- _ЗАДАНИЯ_
a) Перечислите все эпитеты к слову «тишина», которые приведены в тексте о стиле Шолохова ниже.
b) Продолжите текст о стиле Шолохова, начав сразу после его последнего предложения.

Произведения Шолохова густо насыщены тропами, в этом отношении писатель превосходит многие признанные образцы метафорического стиля. Так, к слову «тишина» в разных произведениях Шолохова насчитывают более семидесяти эпитетов (густая, стылая, гулкая, граненая), общее число «колоризмов», слов, обозначающих цвет (свинцово-серые тучи, голубой солнечный день, рыжевень, чернь), в «Тихом Доне» приближается к трем тысячам. «Того количества сравнений, которые Шолохов выплеснул в своих ранних рассказах и первых трех книгах „Тихого Дона“, вполне хватило бы на три романа объема „Войны и мира“» (Г. С. Ермолаев. «Михаил Шолохов и его творчество», 2000). Причем большинство подобных сравнений даны в форме творительного падежа, а не связки с «как», что является характерной чертой шолоховского стиля: «Из-под пепла золотым павлиньим глазком высматривал не залитый с вечера огонь».

- _ИСХОДНЫЕ ДАННЫЕ_

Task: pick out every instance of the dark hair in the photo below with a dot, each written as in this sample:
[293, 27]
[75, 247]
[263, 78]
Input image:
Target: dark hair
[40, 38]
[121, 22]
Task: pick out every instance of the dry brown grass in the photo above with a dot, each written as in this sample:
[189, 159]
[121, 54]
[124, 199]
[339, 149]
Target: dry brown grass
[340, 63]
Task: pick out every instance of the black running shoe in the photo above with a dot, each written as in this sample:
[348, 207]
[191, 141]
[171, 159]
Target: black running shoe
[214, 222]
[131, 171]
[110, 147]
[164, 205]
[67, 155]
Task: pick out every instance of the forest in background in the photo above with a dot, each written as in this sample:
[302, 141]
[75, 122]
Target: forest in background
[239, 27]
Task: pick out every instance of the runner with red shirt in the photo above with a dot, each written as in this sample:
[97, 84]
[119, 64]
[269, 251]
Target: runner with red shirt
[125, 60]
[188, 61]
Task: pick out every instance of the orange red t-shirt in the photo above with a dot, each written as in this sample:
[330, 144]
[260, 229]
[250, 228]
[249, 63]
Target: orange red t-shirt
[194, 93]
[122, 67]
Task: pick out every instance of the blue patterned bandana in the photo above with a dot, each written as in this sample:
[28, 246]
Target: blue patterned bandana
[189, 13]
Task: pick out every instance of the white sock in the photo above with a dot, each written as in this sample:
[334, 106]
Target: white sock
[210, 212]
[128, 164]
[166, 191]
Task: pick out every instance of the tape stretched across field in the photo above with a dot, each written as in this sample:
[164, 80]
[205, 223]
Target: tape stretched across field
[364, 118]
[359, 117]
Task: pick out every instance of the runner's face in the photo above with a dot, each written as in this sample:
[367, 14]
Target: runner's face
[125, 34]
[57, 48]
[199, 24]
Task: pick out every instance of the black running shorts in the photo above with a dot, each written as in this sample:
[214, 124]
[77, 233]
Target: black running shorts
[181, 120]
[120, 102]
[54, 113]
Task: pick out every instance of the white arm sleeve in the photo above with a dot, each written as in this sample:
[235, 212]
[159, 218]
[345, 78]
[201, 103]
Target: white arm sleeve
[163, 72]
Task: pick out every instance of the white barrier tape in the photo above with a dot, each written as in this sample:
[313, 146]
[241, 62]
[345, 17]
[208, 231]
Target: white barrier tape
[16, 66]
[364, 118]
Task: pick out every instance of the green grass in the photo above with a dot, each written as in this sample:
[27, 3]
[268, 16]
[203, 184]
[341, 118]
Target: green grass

- _ОТВЕТЫ К УПРАЖНЕНИЮ_
a) густая, стылая, гулкая, граненая

b)
Большинство шолоховских тропов мотивированы, опираются на казачий быт, образ жизни шолоховских героев. Григорий Мелехов неоднократно сравнивает себя и сопоставляется в авторской речи с волком (без угла, без жилья, как волк буерачный). Столь же часты сравнения героев с домашними животными и птицами, с привычными для казака природными явлениями (блукаю я, как метель в степи).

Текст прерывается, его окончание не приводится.